§ Objective
Format the listing below as a Markdown table with two columns, Row and Listing Line, giving each line its own numbered row and omitting blank lines. Leave the pictures out of the answer.

Records of labeled boxes:
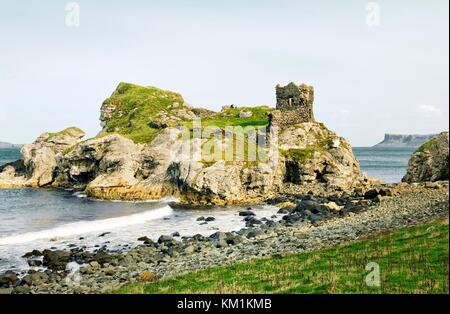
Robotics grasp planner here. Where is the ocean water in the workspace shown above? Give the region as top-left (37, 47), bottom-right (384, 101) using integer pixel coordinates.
top-left (353, 147), bottom-right (416, 183)
top-left (0, 148), bottom-right (20, 166)
top-left (0, 148), bottom-right (414, 273)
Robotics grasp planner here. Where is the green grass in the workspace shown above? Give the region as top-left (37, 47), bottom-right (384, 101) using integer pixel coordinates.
top-left (104, 83), bottom-right (271, 143)
top-left (114, 219), bottom-right (449, 294)
top-left (198, 106), bottom-right (272, 129)
top-left (104, 83), bottom-right (184, 143)
top-left (47, 126), bottom-right (84, 140)
top-left (416, 137), bottom-right (436, 153)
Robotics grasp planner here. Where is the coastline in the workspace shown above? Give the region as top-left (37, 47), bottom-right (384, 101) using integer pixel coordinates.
top-left (3, 181), bottom-right (448, 293)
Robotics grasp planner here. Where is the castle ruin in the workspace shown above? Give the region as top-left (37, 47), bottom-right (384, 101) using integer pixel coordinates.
top-left (269, 83), bottom-right (314, 128)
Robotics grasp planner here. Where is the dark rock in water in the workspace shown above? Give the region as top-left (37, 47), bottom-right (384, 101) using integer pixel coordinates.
top-left (277, 207), bottom-right (291, 214)
top-left (295, 200), bottom-right (320, 212)
top-left (20, 272), bottom-right (48, 286)
top-left (402, 132), bottom-right (449, 183)
top-left (12, 286), bottom-right (31, 294)
top-left (266, 220), bottom-right (277, 227)
top-left (281, 213), bottom-right (302, 224)
top-left (0, 271), bottom-right (19, 288)
top-left (308, 214), bottom-right (321, 224)
top-left (92, 251), bottom-right (112, 265)
top-left (28, 259), bottom-right (42, 267)
top-left (372, 194), bottom-right (383, 203)
top-left (209, 231), bottom-right (226, 241)
top-left (158, 235), bottom-right (174, 245)
top-left (239, 210), bottom-right (255, 217)
top-left (225, 233), bottom-right (242, 245)
top-left (245, 218), bottom-right (262, 227)
top-left (22, 250), bottom-right (42, 257)
top-left (43, 250), bottom-right (70, 270)
top-left (364, 189), bottom-right (379, 200)
top-left (192, 234), bottom-right (205, 241)
top-left (137, 236), bottom-right (152, 242)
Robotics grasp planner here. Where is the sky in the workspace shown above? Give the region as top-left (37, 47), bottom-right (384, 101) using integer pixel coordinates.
top-left (0, 0), bottom-right (449, 146)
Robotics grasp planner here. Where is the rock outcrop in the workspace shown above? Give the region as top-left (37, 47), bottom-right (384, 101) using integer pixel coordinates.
top-left (402, 132), bottom-right (449, 182)
top-left (0, 83), bottom-right (366, 204)
top-left (0, 127), bottom-right (85, 187)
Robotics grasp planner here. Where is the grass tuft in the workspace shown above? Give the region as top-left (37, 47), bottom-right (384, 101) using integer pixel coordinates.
top-left (114, 219), bottom-right (449, 294)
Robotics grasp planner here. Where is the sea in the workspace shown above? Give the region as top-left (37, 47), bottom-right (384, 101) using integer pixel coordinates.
top-left (0, 147), bottom-right (414, 274)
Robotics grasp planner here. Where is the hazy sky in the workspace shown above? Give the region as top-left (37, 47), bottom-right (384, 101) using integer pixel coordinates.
top-left (0, 0), bottom-right (449, 146)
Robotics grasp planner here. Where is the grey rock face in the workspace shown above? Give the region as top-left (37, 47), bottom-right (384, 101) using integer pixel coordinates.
top-left (402, 132), bottom-right (449, 182)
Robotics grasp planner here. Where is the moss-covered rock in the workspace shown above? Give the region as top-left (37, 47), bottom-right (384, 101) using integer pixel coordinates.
top-left (402, 132), bottom-right (449, 182)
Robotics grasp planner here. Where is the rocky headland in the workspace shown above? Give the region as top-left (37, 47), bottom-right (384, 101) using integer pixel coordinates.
top-left (402, 132), bottom-right (449, 183)
top-left (0, 181), bottom-right (449, 293)
top-left (0, 83), bottom-right (449, 293)
top-left (0, 142), bottom-right (23, 148)
top-left (0, 83), bottom-right (370, 205)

§ Answer to the problem
| Row | Listing Line |
|---|---|
| 1 | Robotics grasp planner here. Where is the ocean water in the workspace shown above? Give the region as top-left (37, 47), bottom-right (384, 101) using integer pixel coordinates. |
| 2 | top-left (353, 147), bottom-right (416, 183) |
| 3 | top-left (0, 148), bottom-right (20, 166) |
| 4 | top-left (0, 148), bottom-right (414, 273) |
| 5 | Robotics grasp planner here. Where is the green grass in the workspace shown above? Give the region as top-left (37, 47), bottom-right (384, 101) using integer pixel coordinates. |
| 6 | top-left (104, 83), bottom-right (271, 143) |
| 7 | top-left (114, 219), bottom-right (449, 294) |
| 8 | top-left (198, 106), bottom-right (272, 129) |
| 9 | top-left (104, 83), bottom-right (184, 143) |
| 10 | top-left (47, 126), bottom-right (84, 140) |
| 11 | top-left (416, 137), bottom-right (436, 153) |
| 12 | Robotics grasp planner here. Where is the coastline in the workspace shown above? Give the region as top-left (37, 47), bottom-right (384, 101) using integer pixel coordinates. |
| 13 | top-left (3, 181), bottom-right (448, 293) |
| 14 | Robotics grasp planner here. Where is the castle ruin in the workspace shown above? Give the region as top-left (37, 47), bottom-right (384, 101) using integer pixel coordinates. |
| 15 | top-left (269, 83), bottom-right (314, 128) |
| 16 | Robotics grasp planner here. Where is the dark rock in water in the workspace shown above? Give the region as top-left (37, 47), bottom-right (384, 101) using integer pixel coordinates. |
| 17 | top-left (277, 207), bottom-right (291, 214) |
| 18 | top-left (295, 200), bottom-right (320, 212) |
| 19 | top-left (20, 272), bottom-right (48, 286) |
| 20 | top-left (402, 132), bottom-right (449, 183) |
| 21 | top-left (12, 286), bottom-right (31, 294) |
| 22 | top-left (266, 220), bottom-right (277, 227) |
| 23 | top-left (281, 213), bottom-right (302, 224) |
| 24 | top-left (0, 271), bottom-right (19, 288) |
| 25 | top-left (308, 214), bottom-right (321, 224) |
| 26 | top-left (92, 251), bottom-right (112, 265) |
| 27 | top-left (28, 259), bottom-right (42, 267) |
| 28 | top-left (372, 194), bottom-right (383, 203) |
| 29 | top-left (209, 231), bottom-right (226, 241) |
| 30 | top-left (158, 235), bottom-right (174, 245) |
| 31 | top-left (239, 210), bottom-right (255, 217) |
| 32 | top-left (225, 233), bottom-right (242, 245) |
| 33 | top-left (245, 218), bottom-right (262, 227) |
| 34 | top-left (22, 250), bottom-right (42, 257) |
| 35 | top-left (43, 250), bottom-right (70, 270) |
| 36 | top-left (364, 189), bottom-right (379, 200) |
| 37 | top-left (192, 234), bottom-right (205, 241) |
| 38 | top-left (137, 236), bottom-right (152, 242) |
| 39 | Robotics grasp planner here. Where is the sky in the workspace shown above? Give the region as top-left (37, 47), bottom-right (384, 101) using integer pixel coordinates. |
| 40 | top-left (0, 0), bottom-right (449, 146) |
| 41 | Robotics grasp planner here. Where is the rock outcrop in the workspace shown above? Give the region as top-left (37, 47), bottom-right (384, 101) using integer pixel coordinates. |
| 42 | top-left (402, 132), bottom-right (449, 182) |
| 43 | top-left (0, 83), bottom-right (366, 204) |
| 44 | top-left (0, 127), bottom-right (85, 187) |
| 45 | Robotics grasp planner here. Where is the grass tuft in the workspace shown above? Give the region as top-left (37, 47), bottom-right (384, 101) using integer pixel coordinates. |
| 46 | top-left (114, 219), bottom-right (449, 294) |
| 47 | Robotics grasp planner here. Where is the sea in the workspace shown above? Give the region as top-left (37, 47), bottom-right (384, 101) using integer pixel coordinates. |
| 48 | top-left (0, 147), bottom-right (414, 274) |
| 49 | Robotics grasp planner here. Where is the hazy sky in the workspace shown above? Give the region as top-left (37, 47), bottom-right (384, 101) using integer pixel coordinates. |
| 50 | top-left (0, 0), bottom-right (449, 146) |
| 51 | Robotics grasp planner here. Where is the grey rock face in the workspace shown above? Give the region as top-left (37, 47), bottom-right (384, 101) using integer pixel coordinates. |
| 52 | top-left (402, 132), bottom-right (449, 182) |
| 53 | Robotics grasp planner here. Where is the moss-covered rock in the workspace shown above? Give the region as top-left (37, 47), bottom-right (384, 101) using integer pixel coordinates. |
| 54 | top-left (402, 132), bottom-right (449, 182) |
| 55 | Robotics grasp planner here. Where is the rocky headland in the workspace shown above? Give the region as top-left (37, 47), bottom-right (384, 101) using integer pixel coordinates. |
| 56 | top-left (402, 132), bottom-right (449, 183) |
| 57 | top-left (0, 181), bottom-right (449, 293) |
| 58 | top-left (0, 83), bottom-right (449, 293) |
| 59 | top-left (0, 142), bottom-right (23, 148) |
| 60 | top-left (0, 83), bottom-right (370, 205) |